PASSAGE SHOWN:

────────

By Jeff Barnard
AP Environmental writer
GRANTS PASS, Ore. A federal appeals court has upheld a ruling forcing a federal irrigation project to boost flows in the to help threatened salmon, even if it means shutting off water to farms.
Winter snowpack and reservoir levels this year hold enough water to provide irrigation as well as flows to sustain Klamath River coho salmon, said Cecil Lesley, chief of the water and lands division of the Klamath Basin office of the U.S. Bureau of Reclamation.
But the ruling by a three-judge panel of the 9th U.S. Circuit Court of Appeals in San Francisco on Wednesday could set up a repeat of the 2001 irrigation shut-off to farms on the Klamath Reclamation Project the next time drought hits southern Oregon and Northern California.
Farmers had sought to lift an injunction imposed last year by U.S. District Judge Saundra B. Armstrong in Oakland, Calif., which said irrigators will have to do without water in years when there is not enough for both farms and fish.
"We hope that the end of this litigation is a sign that there will be progress on working together toward a durable long-term solution," to the region's water problems, said Jan Hasselman, attorney for Earthjustice, which represented fishermen and conservation groups in the case.
Faced with drought in 2001, the U.S. Bureau of Reclamation shut off irrigation to most of the 1,000 farms on the Klamath Reclamation Project to maintain water for salmon in the Klamath River, as required by the Endangered Species Act. The next year, the Bush administration restored full irrigation to farms, but some 70,000 adult chinook salmon died in the Klamath River from gill rot diseases.
when they were trapped in warm pools by low flows.
Last year, salmon fishing was practically shut down on 700 miles of the Oregon and California coasts because returns of Klamath chinook were low for three straight years.
Farmers decided to go ahead with the appeal despite warming relations with fishermen, Indian tribes and conservation groups who want more water for salmon. Last Saturday, some farmers, fishermen and Indian tribes gathered in Crescent City, Calif., for a barbecue.
Meanwhile, a summit called for by the governors of Oregon and California to solve the Klamath Basin's environmental problems, including the issue of whether to remove four hydroelectric dams, has yet to materialize.
In a five-page opinion, the appeals court sharply rejected arguments by the Klamath Water Users Association, which represents about 1,000 farms on the Klamath Reclamation Project, that the Endangered Species Act did not require farmers to give up water for fish.
Klamath Water Users Association's "novel interpretation of the (Endangered Species Act) is not shared by (the National Marine Fisheries Service), which has explained that the proper environmental baseline includes the past and present impacts of all federal, state, or private actions and other human activities in the action area," the ruling said.
The farmers' appeal, "fails to recognize that district courts have broad latitude in fashioning equitable relief when necessary to remedy an established wrong," the ruling added.
Greg Addington, executive director of the Klamath Water Users, told the (Klamath Falls) Herald and News that the ruling was frustrating, but not a surprise.

────────

DATA PROVIDED:
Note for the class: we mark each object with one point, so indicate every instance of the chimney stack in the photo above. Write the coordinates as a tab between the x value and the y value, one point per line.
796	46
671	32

────────

WHAT YOU HAVE TO DO: List every person the Klamath salmon article names by first and last name, with the title or role it gives each.

ANSWER TO THIS PROBLEM:
- Jeff Barnard: AP Environmental writer
- Cecil Lesley: chief of the water and lands division of the Klamath Basin office of the U.S. Bureau of Reclamation
- Saundra B. Armstrong: U.S. District Judge in Oakland, Calif.
- Jan Hasselman: attorney for Earthjustice
- Greg Addington: executive director of the Klamath Water Users